Provided passage:
He had entered the royal army and served in Sir Thomas Glemham's regiment at the beginning of the Civil War; later rising to the rank of Colonel of horse in Sir Francis Dodington's brigade.

In 1645, he escorted the Prince of Wales to Bristol, and while returning to Devizes he was overtaken by a superior force of Parliamentarians under Waller and Cromwell; he fell rapidly back towards Bath, hotly pursued by Waller; but was intercepted by Cromwell, and the high thick-set hedges prevented his escape. He was captured, but soon exchanged.

At the same time, his manor at Draycot was sequestrated by an Act of Parliament, but restored to him in 1649 on payment of a £700 fine. Not long after this, according to Aubrey, "Oliver Cromwell, Protector, hawking at Howneslowe Heath, discoursing with him (Sir James Long), fell in love with his company, and commanded him to weare his sword, and to meet him a hawkeing, which made the strict cavaliers look on him with an evill eye."

What to produce:
Set down the passage on Sir James Long word for word, from "He had entered" up to and including "but soon exchanged.". The data that follows is not needed for this work.

[Text-grounding data]

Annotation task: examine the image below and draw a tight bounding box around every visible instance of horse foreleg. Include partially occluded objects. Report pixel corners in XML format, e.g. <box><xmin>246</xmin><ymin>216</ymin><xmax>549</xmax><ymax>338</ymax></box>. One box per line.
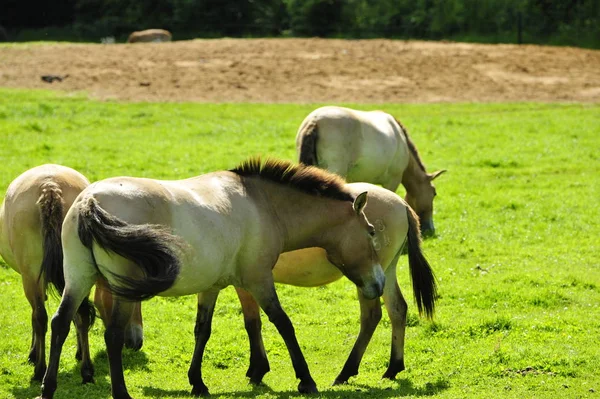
<box><xmin>188</xmin><ymin>291</ymin><xmax>219</xmax><ymax>396</ymax></box>
<box><xmin>249</xmin><ymin>279</ymin><xmax>318</xmax><ymax>393</ymax></box>
<box><xmin>382</xmin><ymin>264</ymin><xmax>408</xmax><ymax>379</ymax></box>
<box><xmin>125</xmin><ymin>302</ymin><xmax>144</xmax><ymax>351</ymax></box>
<box><xmin>333</xmin><ymin>290</ymin><xmax>381</xmax><ymax>385</ymax></box>
<box><xmin>104</xmin><ymin>298</ymin><xmax>134</xmax><ymax>399</ymax></box>
<box><xmin>235</xmin><ymin>287</ymin><xmax>271</xmax><ymax>385</ymax></box>
<box><xmin>382</xmin><ymin>180</ymin><xmax>402</xmax><ymax>193</ymax></box>
<box><xmin>73</xmin><ymin>300</ymin><xmax>95</xmax><ymax>384</ymax></box>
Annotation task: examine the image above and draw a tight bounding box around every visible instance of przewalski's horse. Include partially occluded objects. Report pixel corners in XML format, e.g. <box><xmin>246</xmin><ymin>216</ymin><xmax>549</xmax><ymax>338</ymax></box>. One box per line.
<box><xmin>237</xmin><ymin>183</ymin><xmax>437</xmax><ymax>384</ymax></box>
<box><xmin>42</xmin><ymin>159</ymin><xmax>385</xmax><ymax>399</ymax></box>
<box><xmin>0</xmin><ymin>165</ymin><xmax>95</xmax><ymax>382</ymax></box>
<box><xmin>296</xmin><ymin>106</ymin><xmax>445</xmax><ymax>235</ymax></box>
<box><xmin>96</xmin><ymin>183</ymin><xmax>437</xmax><ymax>384</ymax></box>
<box><xmin>127</xmin><ymin>29</ymin><xmax>172</xmax><ymax>43</ymax></box>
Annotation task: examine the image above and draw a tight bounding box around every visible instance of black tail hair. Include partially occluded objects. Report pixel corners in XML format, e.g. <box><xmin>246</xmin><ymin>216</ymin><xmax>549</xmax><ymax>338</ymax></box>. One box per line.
<box><xmin>37</xmin><ymin>182</ymin><xmax>96</xmax><ymax>329</ymax></box>
<box><xmin>298</xmin><ymin>122</ymin><xmax>319</xmax><ymax>166</ymax></box>
<box><xmin>406</xmin><ymin>206</ymin><xmax>438</xmax><ymax>319</ymax></box>
<box><xmin>37</xmin><ymin>182</ymin><xmax>65</xmax><ymax>295</ymax></box>
<box><xmin>78</xmin><ymin>197</ymin><xmax>180</xmax><ymax>301</ymax></box>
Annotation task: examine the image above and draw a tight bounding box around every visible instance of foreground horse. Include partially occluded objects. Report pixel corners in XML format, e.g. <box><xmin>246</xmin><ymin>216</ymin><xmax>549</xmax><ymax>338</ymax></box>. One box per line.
<box><xmin>109</xmin><ymin>183</ymin><xmax>437</xmax><ymax>384</ymax></box>
<box><xmin>0</xmin><ymin>165</ymin><xmax>95</xmax><ymax>382</ymax></box>
<box><xmin>42</xmin><ymin>160</ymin><xmax>385</xmax><ymax>399</ymax></box>
<box><xmin>296</xmin><ymin>106</ymin><xmax>445</xmax><ymax>235</ymax></box>
<box><xmin>237</xmin><ymin>183</ymin><xmax>436</xmax><ymax>384</ymax></box>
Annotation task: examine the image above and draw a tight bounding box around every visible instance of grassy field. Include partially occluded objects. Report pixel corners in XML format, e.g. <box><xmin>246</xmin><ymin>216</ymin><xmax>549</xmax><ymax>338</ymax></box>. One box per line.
<box><xmin>0</xmin><ymin>90</ymin><xmax>600</xmax><ymax>399</ymax></box>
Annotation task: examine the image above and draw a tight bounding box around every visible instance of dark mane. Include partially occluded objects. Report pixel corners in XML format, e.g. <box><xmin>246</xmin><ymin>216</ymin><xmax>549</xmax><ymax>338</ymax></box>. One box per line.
<box><xmin>230</xmin><ymin>157</ymin><xmax>354</xmax><ymax>201</ymax></box>
<box><xmin>394</xmin><ymin>118</ymin><xmax>427</xmax><ymax>172</ymax></box>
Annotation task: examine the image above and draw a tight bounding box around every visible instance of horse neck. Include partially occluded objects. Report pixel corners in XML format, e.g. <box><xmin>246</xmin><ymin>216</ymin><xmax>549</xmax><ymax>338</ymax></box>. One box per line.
<box><xmin>254</xmin><ymin>182</ymin><xmax>352</xmax><ymax>252</ymax></box>
<box><xmin>402</xmin><ymin>151</ymin><xmax>428</xmax><ymax>193</ymax></box>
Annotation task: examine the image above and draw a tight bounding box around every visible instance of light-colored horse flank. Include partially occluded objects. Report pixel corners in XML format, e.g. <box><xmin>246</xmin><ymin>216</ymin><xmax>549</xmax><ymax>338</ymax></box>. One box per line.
<box><xmin>237</xmin><ymin>183</ymin><xmax>437</xmax><ymax>384</ymax></box>
<box><xmin>42</xmin><ymin>159</ymin><xmax>385</xmax><ymax>399</ymax></box>
<box><xmin>296</xmin><ymin>106</ymin><xmax>445</xmax><ymax>235</ymax></box>
<box><xmin>0</xmin><ymin>164</ymin><xmax>95</xmax><ymax>382</ymax></box>
<box><xmin>127</xmin><ymin>29</ymin><xmax>173</xmax><ymax>43</ymax></box>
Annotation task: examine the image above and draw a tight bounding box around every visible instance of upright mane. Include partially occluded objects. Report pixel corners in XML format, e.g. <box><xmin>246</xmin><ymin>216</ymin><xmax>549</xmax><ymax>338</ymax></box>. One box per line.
<box><xmin>394</xmin><ymin>118</ymin><xmax>427</xmax><ymax>172</ymax></box>
<box><xmin>230</xmin><ymin>157</ymin><xmax>354</xmax><ymax>201</ymax></box>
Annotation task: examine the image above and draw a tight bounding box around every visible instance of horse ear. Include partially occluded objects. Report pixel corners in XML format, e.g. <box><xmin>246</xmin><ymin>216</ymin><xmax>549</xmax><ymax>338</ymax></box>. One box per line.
<box><xmin>429</xmin><ymin>169</ymin><xmax>447</xmax><ymax>181</ymax></box>
<box><xmin>352</xmin><ymin>191</ymin><xmax>367</xmax><ymax>215</ymax></box>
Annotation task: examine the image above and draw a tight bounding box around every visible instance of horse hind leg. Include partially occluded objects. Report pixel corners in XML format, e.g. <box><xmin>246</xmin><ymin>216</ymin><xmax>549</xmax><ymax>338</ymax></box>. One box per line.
<box><xmin>333</xmin><ymin>290</ymin><xmax>381</xmax><ymax>385</ymax></box>
<box><xmin>104</xmin><ymin>298</ymin><xmax>135</xmax><ymax>399</ymax></box>
<box><xmin>23</xmin><ymin>276</ymin><xmax>48</xmax><ymax>381</ymax></box>
<box><xmin>41</xmin><ymin>290</ymin><xmax>91</xmax><ymax>399</ymax></box>
<box><xmin>188</xmin><ymin>291</ymin><xmax>219</xmax><ymax>396</ymax></box>
<box><xmin>382</xmin><ymin>255</ymin><xmax>408</xmax><ymax>380</ymax></box>
<box><xmin>125</xmin><ymin>302</ymin><xmax>144</xmax><ymax>351</ymax></box>
<box><xmin>235</xmin><ymin>287</ymin><xmax>271</xmax><ymax>385</ymax></box>
<box><xmin>245</xmin><ymin>280</ymin><xmax>318</xmax><ymax>393</ymax></box>
<box><xmin>94</xmin><ymin>278</ymin><xmax>144</xmax><ymax>351</ymax></box>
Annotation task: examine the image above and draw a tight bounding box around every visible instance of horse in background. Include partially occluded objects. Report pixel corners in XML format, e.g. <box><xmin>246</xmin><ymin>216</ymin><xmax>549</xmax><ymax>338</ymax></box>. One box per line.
<box><xmin>105</xmin><ymin>183</ymin><xmax>437</xmax><ymax>385</ymax></box>
<box><xmin>0</xmin><ymin>164</ymin><xmax>95</xmax><ymax>382</ymax></box>
<box><xmin>127</xmin><ymin>29</ymin><xmax>173</xmax><ymax>43</ymax></box>
<box><xmin>41</xmin><ymin>159</ymin><xmax>385</xmax><ymax>399</ymax></box>
<box><xmin>296</xmin><ymin>106</ymin><xmax>445</xmax><ymax>236</ymax></box>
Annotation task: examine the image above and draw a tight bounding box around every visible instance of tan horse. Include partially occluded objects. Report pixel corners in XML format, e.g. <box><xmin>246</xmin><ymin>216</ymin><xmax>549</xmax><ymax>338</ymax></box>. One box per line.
<box><xmin>0</xmin><ymin>165</ymin><xmax>95</xmax><ymax>382</ymax></box>
<box><xmin>42</xmin><ymin>160</ymin><xmax>385</xmax><ymax>399</ymax></box>
<box><xmin>237</xmin><ymin>183</ymin><xmax>437</xmax><ymax>384</ymax></box>
<box><xmin>101</xmin><ymin>183</ymin><xmax>437</xmax><ymax>384</ymax></box>
<box><xmin>296</xmin><ymin>106</ymin><xmax>445</xmax><ymax>235</ymax></box>
<box><xmin>127</xmin><ymin>29</ymin><xmax>172</xmax><ymax>43</ymax></box>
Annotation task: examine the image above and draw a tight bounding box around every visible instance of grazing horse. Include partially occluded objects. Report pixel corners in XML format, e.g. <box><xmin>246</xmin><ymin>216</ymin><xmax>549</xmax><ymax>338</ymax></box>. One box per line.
<box><xmin>96</xmin><ymin>183</ymin><xmax>437</xmax><ymax>384</ymax></box>
<box><xmin>296</xmin><ymin>106</ymin><xmax>445</xmax><ymax>235</ymax></box>
<box><xmin>0</xmin><ymin>165</ymin><xmax>95</xmax><ymax>382</ymax></box>
<box><xmin>42</xmin><ymin>159</ymin><xmax>385</xmax><ymax>399</ymax></box>
<box><xmin>236</xmin><ymin>183</ymin><xmax>437</xmax><ymax>384</ymax></box>
<box><xmin>127</xmin><ymin>29</ymin><xmax>172</xmax><ymax>43</ymax></box>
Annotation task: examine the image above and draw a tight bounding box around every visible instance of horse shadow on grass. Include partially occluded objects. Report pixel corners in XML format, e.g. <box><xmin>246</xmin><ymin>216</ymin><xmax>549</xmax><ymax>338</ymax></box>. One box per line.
<box><xmin>11</xmin><ymin>349</ymin><xmax>150</xmax><ymax>399</ymax></box>
<box><xmin>142</xmin><ymin>379</ymin><xmax>450</xmax><ymax>399</ymax></box>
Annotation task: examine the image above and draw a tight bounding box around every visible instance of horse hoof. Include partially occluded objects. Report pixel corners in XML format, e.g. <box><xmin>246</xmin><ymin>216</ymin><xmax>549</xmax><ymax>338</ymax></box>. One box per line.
<box><xmin>31</xmin><ymin>369</ymin><xmax>46</xmax><ymax>382</ymax></box>
<box><xmin>381</xmin><ymin>359</ymin><xmax>405</xmax><ymax>380</ymax></box>
<box><xmin>298</xmin><ymin>381</ymin><xmax>319</xmax><ymax>394</ymax></box>
<box><xmin>192</xmin><ymin>384</ymin><xmax>210</xmax><ymax>398</ymax></box>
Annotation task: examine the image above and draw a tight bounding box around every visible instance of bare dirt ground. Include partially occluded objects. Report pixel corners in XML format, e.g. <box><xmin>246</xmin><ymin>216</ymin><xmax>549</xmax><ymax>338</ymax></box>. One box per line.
<box><xmin>0</xmin><ymin>39</ymin><xmax>600</xmax><ymax>103</ymax></box>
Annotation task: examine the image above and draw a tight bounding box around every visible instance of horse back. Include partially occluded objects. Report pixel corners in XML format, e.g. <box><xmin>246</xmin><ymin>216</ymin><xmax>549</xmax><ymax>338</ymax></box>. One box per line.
<box><xmin>305</xmin><ymin>107</ymin><xmax>408</xmax><ymax>184</ymax></box>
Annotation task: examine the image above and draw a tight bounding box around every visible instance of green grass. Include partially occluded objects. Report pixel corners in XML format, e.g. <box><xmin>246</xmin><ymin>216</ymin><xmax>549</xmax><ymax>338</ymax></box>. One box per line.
<box><xmin>0</xmin><ymin>90</ymin><xmax>600</xmax><ymax>399</ymax></box>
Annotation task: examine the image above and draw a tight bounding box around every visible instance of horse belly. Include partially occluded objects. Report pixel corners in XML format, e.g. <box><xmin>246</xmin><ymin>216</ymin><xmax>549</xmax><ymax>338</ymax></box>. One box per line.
<box><xmin>273</xmin><ymin>248</ymin><xmax>342</xmax><ymax>287</ymax></box>
<box><xmin>346</xmin><ymin>140</ymin><xmax>396</xmax><ymax>184</ymax></box>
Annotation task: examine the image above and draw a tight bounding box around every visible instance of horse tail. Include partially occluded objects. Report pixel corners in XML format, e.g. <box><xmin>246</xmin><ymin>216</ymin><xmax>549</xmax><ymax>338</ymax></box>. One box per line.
<box><xmin>298</xmin><ymin>121</ymin><xmax>319</xmax><ymax>166</ymax></box>
<box><xmin>78</xmin><ymin>197</ymin><xmax>180</xmax><ymax>301</ymax></box>
<box><xmin>36</xmin><ymin>181</ymin><xmax>96</xmax><ymax>330</ymax></box>
<box><xmin>406</xmin><ymin>206</ymin><xmax>438</xmax><ymax>319</ymax></box>
<box><xmin>36</xmin><ymin>181</ymin><xmax>65</xmax><ymax>294</ymax></box>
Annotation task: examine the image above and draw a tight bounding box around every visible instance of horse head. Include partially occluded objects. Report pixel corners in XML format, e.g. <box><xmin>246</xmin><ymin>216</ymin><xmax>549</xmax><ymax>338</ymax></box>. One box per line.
<box><xmin>326</xmin><ymin>192</ymin><xmax>385</xmax><ymax>299</ymax></box>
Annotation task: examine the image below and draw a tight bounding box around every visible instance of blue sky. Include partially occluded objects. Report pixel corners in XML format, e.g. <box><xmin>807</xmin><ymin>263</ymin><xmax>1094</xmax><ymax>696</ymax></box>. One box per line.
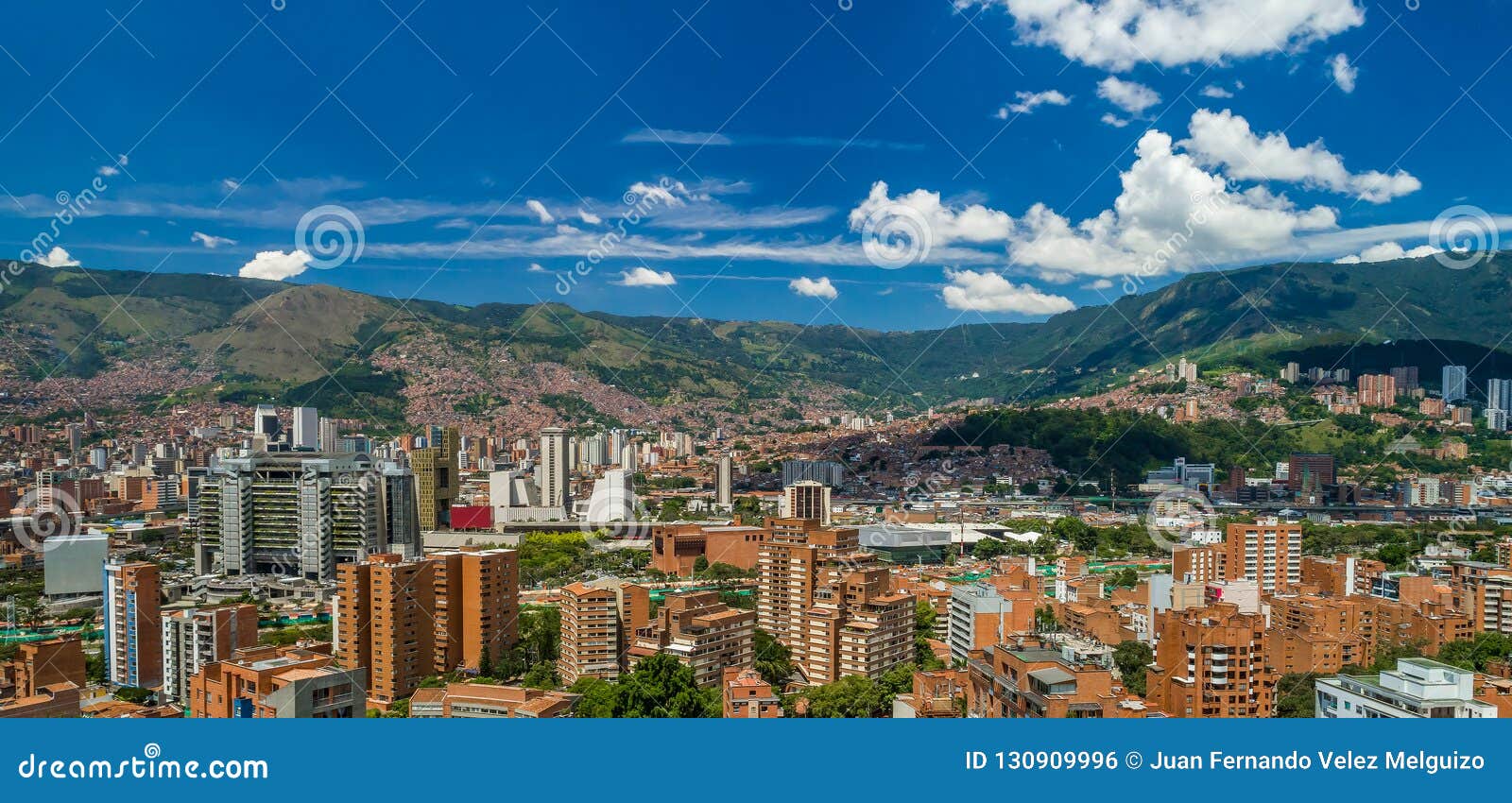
<box><xmin>0</xmin><ymin>0</ymin><xmax>1512</xmax><ymax>330</ymax></box>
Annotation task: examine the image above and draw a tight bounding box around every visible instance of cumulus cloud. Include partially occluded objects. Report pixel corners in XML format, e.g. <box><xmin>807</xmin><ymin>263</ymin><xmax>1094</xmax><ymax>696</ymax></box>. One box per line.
<box><xmin>1333</xmin><ymin>242</ymin><xmax>1444</xmax><ymax>265</ymax></box>
<box><xmin>189</xmin><ymin>231</ymin><xmax>236</xmax><ymax>251</ymax></box>
<box><xmin>998</xmin><ymin>89</ymin><xmax>1071</xmax><ymax>119</ymax></box>
<box><xmin>236</xmin><ymin>251</ymin><xmax>313</xmax><ymax>282</ymax></box>
<box><xmin>940</xmin><ymin>269</ymin><xmax>1076</xmax><ymax>315</ymax></box>
<box><xmin>614</xmin><ymin>266</ymin><xmax>678</xmax><ymax>287</ymax></box>
<box><xmin>524</xmin><ymin>198</ymin><xmax>557</xmax><ymax>224</ymax></box>
<box><xmin>1181</xmin><ymin>109</ymin><xmax>1423</xmax><ymax>204</ymax></box>
<box><xmin>1328</xmin><ymin>53</ymin><xmax>1359</xmax><ymax>93</ymax></box>
<box><xmin>955</xmin><ymin>0</ymin><xmax>1366</xmax><ymax>71</ymax></box>
<box><xmin>1098</xmin><ymin>76</ymin><xmax>1160</xmax><ymax>116</ymax></box>
<box><xmin>32</xmin><ymin>245</ymin><xmax>78</xmax><ymax>267</ymax></box>
<box><xmin>95</xmin><ymin>153</ymin><xmax>130</xmax><ymax>176</ymax></box>
<box><xmin>788</xmin><ymin>277</ymin><xmax>841</xmax><ymax>301</ymax></box>
<box><xmin>850</xmin><ymin>181</ymin><xmax>1013</xmax><ymax>245</ymax></box>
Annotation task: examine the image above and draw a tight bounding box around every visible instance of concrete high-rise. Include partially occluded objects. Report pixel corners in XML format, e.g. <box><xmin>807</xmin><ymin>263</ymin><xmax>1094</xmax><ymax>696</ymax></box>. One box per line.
<box><xmin>101</xmin><ymin>561</ymin><xmax>163</xmax><ymax>688</ymax></box>
<box><xmin>535</xmin><ymin>426</ymin><xmax>572</xmax><ymax>508</ymax></box>
<box><xmin>1441</xmin><ymin>366</ymin><xmax>1469</xmax><ymax>402</ymax></box>
<box><xmin>1223</xmin><ymin>517</ymin><xmax>1302</xmax><ymax>594</ymax></box>
<box><xmin>777</xmin><ymin>479</ymin><xmax>830</xmax><ymax>526</ymax></box>
<box><xmin>713</xmin><ymin>453</ymin><xmax>735</xmax><ymax>505</ymax></box>
<box><xmin>197</xmin><ymin>453</ymin><xmax>384</xmax><ymax>581</ymax></box>
<box><xmin>756</xmin><ymin>519</ymin><xmax>913</xmax><ymax>684</ymax></box>
<box><xmin>331</xmin><ymin>549</ymin><xmax>520</xmax><ymax>705</ymax></box>
<box><xmin>557</xmin><ymin>579</ymin><xmax>652</xmax><ymax>687</ymax></box>
<box><xmin>163</xmin><ymin>604</ymin><xmax>257</xmax><ymax>702</ymax></box>
<box><xmin>289</xmin><ymin>407</ymin><xmax>320</xmax><ymax>453</ymax></box>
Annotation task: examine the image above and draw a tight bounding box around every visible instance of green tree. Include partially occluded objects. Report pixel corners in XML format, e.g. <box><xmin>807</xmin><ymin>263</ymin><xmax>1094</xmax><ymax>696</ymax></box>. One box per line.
<box><xmin>910</xmin><ymin>597</ymin><xmax>945</xmax><ymax>668</ymax></box>
<box><xmin>1276</xmin><ymin>672</ymin><xmax>1318</xmax><ymax>718</ymax></box>
<box><xmin>751</xmin><ymin>627</ymin><xmax>797</xmax><ymax>692</ymax></box>
<box><xmin>567</xmin><ymin>677</ymin><xmax>620</xmax><ymax>720</ymax></box>
<box><xmin>614</xmin><ymin>654</ymin><xmax>721</xmax><ymax>718</ymax></box>
<box><xmin>803</xmin><ymin>675</ymin><xmax>892</xmax><ymax>720</ymax></box>
<box><xmin>1113</xmin><ymin>641</ymin><xmax>1155</xmax><ymax>697</ymax></box>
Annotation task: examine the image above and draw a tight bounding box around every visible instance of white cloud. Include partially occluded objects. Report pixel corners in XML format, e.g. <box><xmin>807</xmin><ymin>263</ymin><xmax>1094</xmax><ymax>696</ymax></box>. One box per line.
<box><xmin>620</xmin><ymin>128</ymin><xmax>735</xmax><ymax>145</ymax></box>
<box><xmin>850</xmin><ymin>181</ymin><xmax>1013</xmax><ymax>245</ymax></box>
<box><xmin>1328</xmin><ymin>53</ymin><xmax>1359</xmax><ymax>93</ymax></box>
<box><xmin>620</xmin><ymin>128</ymin><xmax>922</xmax><ymax>151</ymax></box>
<box><xmin>1333</xmin><ymin>242</ymin><xmax>1444</xmax><ymax>265</ymax></box>
<box><xmin>236</xmin><ymin>251</ymin><xmax>313</xmax><ymax>282</ymax></box>
<box><xmin>524</xmin><ymin>198</ymin><xmax>557</xmax><ymax>224</ymax></box>
<box><xmin>612</xmin><ymin>266</ymin><xmax>678</xmax><ymax>287</ymax></box>
<box><xmin>940</xmin><ymin>269</ymin><xmax>1076</xmax><ymax>315</ymax></box>
<box><xmin>189</xmin><ymin>231</ymin><xmax>236</xmax><ymax>251</ymax></box>
<box><xmin>1008</xmin><ymin>130</ymin><xmax>1336</xmax><ymax>277</ymax></box>
<box><xmin>1098</xmin><ymin>76</ymin><xmax>1160</xmax><ymax>116</ymax></box>
<box><xmin>1181</xmin><ymin>109</ymin><xmax>1423</xmax><ymax>204</ymax></box>
<box><xmin>32</xmin><ymin>245</ymin><xmax>78</xmax><ymax>267</ymax></box>
<box><xmin>788</xmin><ymin>277</ymin><xmax>841</xmax><ymax>301</ymax></box>
<box><xmin>955</xmin><ymin>0</ymin><xmax>1366</xmax><ymax>71</ymax></box>
<box><xmin>998</xmin><ymin>89</ymin><xmax>1071</xmax><ymax>119</ymax></box>
<box><xmin>95</xmin><ymin>153</ymin><xmax>130</xmax><ymax>176</ymax></box>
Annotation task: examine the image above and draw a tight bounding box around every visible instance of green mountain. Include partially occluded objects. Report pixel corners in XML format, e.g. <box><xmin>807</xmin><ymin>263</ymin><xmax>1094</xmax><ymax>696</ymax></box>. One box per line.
<box><xmin>0</xmin><ymin>252</ymin><xmax>1512</xmax><ymax>426</ymax></box>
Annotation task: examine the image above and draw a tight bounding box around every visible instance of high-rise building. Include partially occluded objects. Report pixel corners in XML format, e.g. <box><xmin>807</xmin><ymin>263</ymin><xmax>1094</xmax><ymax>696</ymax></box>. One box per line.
<box><xmin>1287</xmin><ymin>453</ymin><xmax>1335</xmax><ymax>491</ymax></box>
<box><xmin>535</xmin><ymin>426</ymin><xmax>572</xmax><ymax>508</ymax></box>
<box><xmin>1358</xmin><ymin>373</ymin><xmax>1397</xmax><ymax>407</ymax></box>
<box><xmin>186</xmin><ymin>644</ymin><xmax>368</xmax><ymax>720</ymax></box>
<box><xmin>163</xmin><ymin>604</ymin><xmax>257</xmax><ymax>702</ymax></box>
<box><xmin>331</xmin><ymin>549</ymin><xmax>520</xmax><ymax>705</ymax></box>
<box><xmin>756</xmin><ymin>520</ymin><xmax>913</xmax><ymax>684</ymax></box>
<box><xmin>316</xmin><ymin>418</ymin><xmax>342</xmax><ymax>453</ymax></box>
<box><xmin>101</xmin><ymin>561</ymin><xmax>163</xmax><ymax>688</ymax></box>
<box><xmin>713</xmin><ymin>453</ymin><xmax>735</xmax><ymax>505</ymax></box>
<box><xmin>198</xmin><ymin>453</ymin><xmax>384</xmax><ymax>581</ymax></box>
<box><xmin>629</xmin><ymin>591</ymin><xmax>756</xmax><ymax>688</ymax></box>
<box><xmin>1223</xmin><ymin>517</ymin><xmax>1302</xmax><ymax>594</ymax></box>
<box><xmin>289</xmin><ymin>407</ymin><xmax>320</xmax><ymax>453</ymax></box>
<box><xmin>252</xmin><ymin>403</ymin><xmax>283</xmax><ymax>443</ymax></box>
<box><xmin>1441</xmin><ymin>366</ymin><xmax>1469</xmax><ymax>402</ymax></box>
<box><xmin>777</xmin><ymin>479</ymin><xmax>830</xmax><ymax>526</ymax></box>
<box><xmin>1144</xmin><ymin>604</ymin><xmax>1280</xmax><ymax>718</ymax></box>
<box><xmin>557</xmin><ymin>579</ymin><xmax>652</xmax><ymax>687</ymax></box>
<box><xmin>410</xmin><ymin>426</ymin><xmax>461</xmax><ymax>532</ymax></box>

The answer:
He had entered the royal army and served in Sir Thomas Glemham's regiment at the beginning of the Civil War; later rising to the rank of Colonel of horse in Sir Francis Dodington's brigade.

In 1645, he escorted the Prince of Wales to Bristol, and while returning to Devizes he was overtaken by a superior force of Parliamentarians under Waller and Cromwell; he fell rapidly back towards Bath, hotly pursued by Waller; but was intercepted by Cromwell, and the high thick-set hedges prevented his escape. He was captured, but soon exchanged.